**What to do:**
- A) From the chat debug notebook page, quote the passage starting at "BACKEND_ROOT = REPO_ROOT" and ending at "sys.path.insert(0, str(BACKEND_ROOT))".
- B) How would you render this sentence from the chat debug notebook page in Spanish: "Each round is an independent call; the model does not see prior rounds."?
- C) Answer these questions using the chat debug notebook page.
(i) Which method does the minimal loop call?
(ii) What setting disables Arabic enforcement?
(iii) What folder name is appended to the current working directory to form `BACKEND_ROOT`?

**Supplied passage:**

----------------

# Chat Debug Notebook (Ultra Simple)

Pure minimal loop calling `ChatService.chat()` with **no history** and **single user role only**.
Each round is an independent call; the model does not see prior rounds.

## Usage
1. Run the environment cell.
2. Adjust parameters in the configuration cell.
3. Run the execute cell to print N independent answers.

Optional: set `CHAT_STRICT_LANGUAGE_ENFORCEMENT=0` (see optional cell) before running to disable Arabic enforcement.


In [30]:
# Minimal environment / imports (simplified)
import os, sys, time
from pathlib import Path
from typing import List, Dict

# Determine backend root heuristically
REPO_ROOT = Path.cwd()
BACKEND_ROOT = REPO_ROOT / 'backend'
if not BACKEND_ROOT.exists():
    alt = Path().resolve().parent
    if (alt / 'src').exists():
        BACKEND_ROOT = alt

if str(BACKEND_ROOT) not in sys.path:
    sys.path.insert(0, str(BACKEND_ROOT))

----------------

**Records supplied:**
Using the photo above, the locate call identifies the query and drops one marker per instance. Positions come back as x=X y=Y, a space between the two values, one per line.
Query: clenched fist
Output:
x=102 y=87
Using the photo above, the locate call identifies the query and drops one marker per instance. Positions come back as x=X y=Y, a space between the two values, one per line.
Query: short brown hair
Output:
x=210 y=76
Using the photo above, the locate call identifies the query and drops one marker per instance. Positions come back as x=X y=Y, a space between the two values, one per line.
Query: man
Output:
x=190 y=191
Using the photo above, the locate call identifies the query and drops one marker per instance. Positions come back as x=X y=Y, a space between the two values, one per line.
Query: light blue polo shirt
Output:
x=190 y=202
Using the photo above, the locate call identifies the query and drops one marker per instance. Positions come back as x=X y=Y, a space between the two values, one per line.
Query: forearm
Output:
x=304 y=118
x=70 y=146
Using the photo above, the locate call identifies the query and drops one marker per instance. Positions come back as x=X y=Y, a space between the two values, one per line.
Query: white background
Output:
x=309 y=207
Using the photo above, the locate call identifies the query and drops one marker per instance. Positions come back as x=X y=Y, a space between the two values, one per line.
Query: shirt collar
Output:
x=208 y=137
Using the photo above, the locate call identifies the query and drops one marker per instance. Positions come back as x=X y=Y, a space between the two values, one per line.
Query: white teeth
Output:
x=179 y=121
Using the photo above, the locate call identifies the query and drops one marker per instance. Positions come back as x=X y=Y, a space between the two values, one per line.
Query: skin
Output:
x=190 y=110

----------------

**Problem solutions:**
- A)
BACKEND_ROOT = REPO_ROOT / 'backend'
if not BACKEND_ROOT.exists():
    alt = Path().resolve().parent
    if (alt / 'src').exists():
        BACKEND_ROOT = alt

if str(BACKEND_ROOT) not in sys.path:
    sys.path.insert(0, str(BACKEND_ROOT))

- B) Cada ronda es una llamada independiente; el modelo no ve las rondas anteriores.

- C)
(i) `ChatService.chat()`
(ii) `CHAT_STRICT_LANGUAGE_ENFORCEMENT=0`
(iii) `backend`